Isolde – die (nicht nur?) musikalisch Überlegene

Peter Petersens „Isolde und Tristan“ als Rehabilitierung der wagnerschen Heroine

Von Verena BrunschweigerRSS-Newsfeed neuer Artikel von Verena Brunschweiger

Besprochene Bücher / Literaturhinweise

Bereits die lapidar als solche bezeichnete „Einleitung“ des musikwissenschaftlichen Werks Isolde und Tristan lässt aufhorchen. Wer stellte sich schon einmal die im Prinzip banale, aber doch recht interessante Frage, wie oft Operntitel beide Namen eines Liebespaars bringen, und wenn ja, in welcher Reihenfolge? Mikhail Glinkas Ruslan und Ludmilla fällt einem da beispielsweise ein, und tatsächlich verhält es sich mehrheitlich so, dass der männliche Held zuerst genannt wird. Dazu Peter Petersen:

Der Vorrang des Mannes ist kaum verwunderlich, sofern ein Sujet in historische oder gar mythische Vergangenheiten des ,Abendlandes‘ zurückweist, als die Geschlechterrollen noch ganz fraglos androzentrisch definiert waren. So auch in Richard Wagners Vorlage Tristan und Isold von Gottfried von Straßburg.

################

» ZIEL DER ÜBUNG: Welches Werk nennt der vorliegende Text zu Peter Petersens „Isolde und Tristan“ als Richard Wagners Vorlage?

Datensätze zur Segmentierungsannotation

################

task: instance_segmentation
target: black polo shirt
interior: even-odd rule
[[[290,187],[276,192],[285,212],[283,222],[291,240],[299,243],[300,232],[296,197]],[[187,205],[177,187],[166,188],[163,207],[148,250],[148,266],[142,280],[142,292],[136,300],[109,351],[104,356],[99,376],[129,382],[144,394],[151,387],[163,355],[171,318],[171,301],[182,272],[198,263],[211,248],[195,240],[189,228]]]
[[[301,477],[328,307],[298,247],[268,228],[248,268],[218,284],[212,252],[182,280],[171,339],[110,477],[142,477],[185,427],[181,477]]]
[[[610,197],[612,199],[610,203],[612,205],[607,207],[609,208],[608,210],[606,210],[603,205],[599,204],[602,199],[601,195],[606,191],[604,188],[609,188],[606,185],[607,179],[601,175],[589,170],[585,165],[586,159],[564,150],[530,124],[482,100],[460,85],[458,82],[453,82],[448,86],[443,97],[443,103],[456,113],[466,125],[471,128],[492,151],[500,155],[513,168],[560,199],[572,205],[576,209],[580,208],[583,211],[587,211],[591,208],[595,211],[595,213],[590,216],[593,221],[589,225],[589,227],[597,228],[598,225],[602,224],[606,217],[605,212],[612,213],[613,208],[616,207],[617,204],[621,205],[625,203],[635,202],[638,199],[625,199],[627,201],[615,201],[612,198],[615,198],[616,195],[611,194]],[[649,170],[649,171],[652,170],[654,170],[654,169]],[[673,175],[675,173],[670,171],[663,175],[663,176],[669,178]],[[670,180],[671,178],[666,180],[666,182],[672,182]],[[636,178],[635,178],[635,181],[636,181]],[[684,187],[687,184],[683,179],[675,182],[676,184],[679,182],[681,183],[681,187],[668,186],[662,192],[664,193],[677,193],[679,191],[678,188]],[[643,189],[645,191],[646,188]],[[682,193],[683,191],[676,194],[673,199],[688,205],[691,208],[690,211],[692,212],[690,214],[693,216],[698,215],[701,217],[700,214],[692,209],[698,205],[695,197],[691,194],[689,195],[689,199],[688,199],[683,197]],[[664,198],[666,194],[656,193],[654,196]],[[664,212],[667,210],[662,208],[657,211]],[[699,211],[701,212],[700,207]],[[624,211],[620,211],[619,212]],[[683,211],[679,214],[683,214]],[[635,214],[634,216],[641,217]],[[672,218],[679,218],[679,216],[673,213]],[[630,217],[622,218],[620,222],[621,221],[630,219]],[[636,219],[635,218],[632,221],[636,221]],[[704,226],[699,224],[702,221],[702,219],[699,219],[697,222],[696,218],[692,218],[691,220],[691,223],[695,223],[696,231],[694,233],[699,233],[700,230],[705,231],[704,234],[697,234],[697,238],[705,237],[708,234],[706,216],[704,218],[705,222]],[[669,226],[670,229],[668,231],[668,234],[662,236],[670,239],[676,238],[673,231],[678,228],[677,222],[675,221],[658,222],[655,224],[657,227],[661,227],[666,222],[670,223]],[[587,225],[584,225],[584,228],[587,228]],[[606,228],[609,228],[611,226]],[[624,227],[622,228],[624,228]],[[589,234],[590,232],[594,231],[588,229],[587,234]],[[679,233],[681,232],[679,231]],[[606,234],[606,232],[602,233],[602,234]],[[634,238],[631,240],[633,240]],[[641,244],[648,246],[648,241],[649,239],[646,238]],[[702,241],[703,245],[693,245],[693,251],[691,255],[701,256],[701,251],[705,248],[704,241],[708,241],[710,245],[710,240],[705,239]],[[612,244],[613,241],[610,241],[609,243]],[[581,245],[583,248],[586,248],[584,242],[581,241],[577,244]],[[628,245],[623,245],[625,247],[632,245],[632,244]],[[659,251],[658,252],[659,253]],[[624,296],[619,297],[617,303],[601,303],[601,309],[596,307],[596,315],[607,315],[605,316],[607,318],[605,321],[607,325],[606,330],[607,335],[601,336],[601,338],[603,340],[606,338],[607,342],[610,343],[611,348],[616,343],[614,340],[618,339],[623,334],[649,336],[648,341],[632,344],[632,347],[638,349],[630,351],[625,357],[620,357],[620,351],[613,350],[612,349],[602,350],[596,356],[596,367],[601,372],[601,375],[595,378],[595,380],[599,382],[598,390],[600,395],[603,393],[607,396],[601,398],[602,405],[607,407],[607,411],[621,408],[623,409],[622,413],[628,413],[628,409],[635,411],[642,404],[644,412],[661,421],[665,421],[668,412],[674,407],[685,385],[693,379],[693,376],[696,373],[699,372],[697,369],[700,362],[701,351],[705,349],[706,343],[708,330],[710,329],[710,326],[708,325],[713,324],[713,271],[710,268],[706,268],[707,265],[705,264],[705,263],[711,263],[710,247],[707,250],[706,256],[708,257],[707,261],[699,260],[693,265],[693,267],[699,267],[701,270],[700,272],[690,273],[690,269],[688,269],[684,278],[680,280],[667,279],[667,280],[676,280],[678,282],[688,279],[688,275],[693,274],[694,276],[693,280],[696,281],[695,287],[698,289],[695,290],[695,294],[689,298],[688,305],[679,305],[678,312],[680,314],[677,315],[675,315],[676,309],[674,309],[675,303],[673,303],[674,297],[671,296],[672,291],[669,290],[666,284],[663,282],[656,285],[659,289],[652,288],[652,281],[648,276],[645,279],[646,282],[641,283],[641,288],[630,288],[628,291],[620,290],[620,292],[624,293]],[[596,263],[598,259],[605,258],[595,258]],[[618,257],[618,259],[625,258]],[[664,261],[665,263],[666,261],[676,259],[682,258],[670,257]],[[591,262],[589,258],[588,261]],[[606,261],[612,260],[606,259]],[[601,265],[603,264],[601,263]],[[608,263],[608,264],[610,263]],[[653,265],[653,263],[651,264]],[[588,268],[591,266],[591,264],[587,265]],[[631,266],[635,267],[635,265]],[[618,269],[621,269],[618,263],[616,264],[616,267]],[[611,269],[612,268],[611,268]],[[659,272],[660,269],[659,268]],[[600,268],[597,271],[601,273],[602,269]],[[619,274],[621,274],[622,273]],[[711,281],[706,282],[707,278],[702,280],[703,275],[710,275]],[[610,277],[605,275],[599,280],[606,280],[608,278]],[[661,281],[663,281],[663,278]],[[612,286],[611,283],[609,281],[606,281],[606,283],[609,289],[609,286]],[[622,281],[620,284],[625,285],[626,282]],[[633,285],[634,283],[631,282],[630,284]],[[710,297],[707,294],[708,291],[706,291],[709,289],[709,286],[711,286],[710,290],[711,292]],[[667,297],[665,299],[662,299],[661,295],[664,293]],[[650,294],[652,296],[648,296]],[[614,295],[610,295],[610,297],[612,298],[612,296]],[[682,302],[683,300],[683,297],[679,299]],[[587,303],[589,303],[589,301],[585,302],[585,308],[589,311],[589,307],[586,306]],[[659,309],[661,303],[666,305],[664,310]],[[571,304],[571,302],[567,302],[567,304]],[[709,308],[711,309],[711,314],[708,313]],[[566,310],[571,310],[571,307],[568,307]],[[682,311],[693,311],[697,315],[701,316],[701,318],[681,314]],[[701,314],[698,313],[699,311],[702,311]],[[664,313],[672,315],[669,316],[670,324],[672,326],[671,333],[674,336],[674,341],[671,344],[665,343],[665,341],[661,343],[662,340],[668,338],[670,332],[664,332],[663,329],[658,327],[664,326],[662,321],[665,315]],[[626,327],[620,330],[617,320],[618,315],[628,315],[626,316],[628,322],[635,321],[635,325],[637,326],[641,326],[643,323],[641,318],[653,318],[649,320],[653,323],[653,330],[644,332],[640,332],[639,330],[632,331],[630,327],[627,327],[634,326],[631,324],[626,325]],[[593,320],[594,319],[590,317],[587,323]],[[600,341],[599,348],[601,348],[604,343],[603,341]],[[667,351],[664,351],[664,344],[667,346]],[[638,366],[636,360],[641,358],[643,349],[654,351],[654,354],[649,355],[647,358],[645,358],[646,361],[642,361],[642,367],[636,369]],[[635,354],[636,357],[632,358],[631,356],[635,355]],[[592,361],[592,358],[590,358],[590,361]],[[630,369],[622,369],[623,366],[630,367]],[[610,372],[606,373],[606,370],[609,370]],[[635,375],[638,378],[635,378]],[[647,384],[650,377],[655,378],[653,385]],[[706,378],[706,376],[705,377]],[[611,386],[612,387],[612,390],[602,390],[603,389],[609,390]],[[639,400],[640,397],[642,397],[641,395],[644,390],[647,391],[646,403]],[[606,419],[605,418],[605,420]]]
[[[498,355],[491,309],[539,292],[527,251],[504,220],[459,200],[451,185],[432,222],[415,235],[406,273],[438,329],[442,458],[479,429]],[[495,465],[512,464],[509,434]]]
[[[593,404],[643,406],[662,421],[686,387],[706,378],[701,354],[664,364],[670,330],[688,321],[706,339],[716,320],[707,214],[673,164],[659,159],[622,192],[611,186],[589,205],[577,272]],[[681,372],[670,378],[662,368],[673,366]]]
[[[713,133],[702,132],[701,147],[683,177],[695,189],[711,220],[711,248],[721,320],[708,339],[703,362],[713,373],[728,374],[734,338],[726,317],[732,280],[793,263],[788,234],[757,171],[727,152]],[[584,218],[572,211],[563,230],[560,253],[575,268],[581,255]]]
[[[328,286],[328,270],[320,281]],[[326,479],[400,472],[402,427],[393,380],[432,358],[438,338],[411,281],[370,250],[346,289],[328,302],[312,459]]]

################

» AUSGABE: Wagners Vorlage war „Tristan und Isold“ von Gottfried von Straßburg.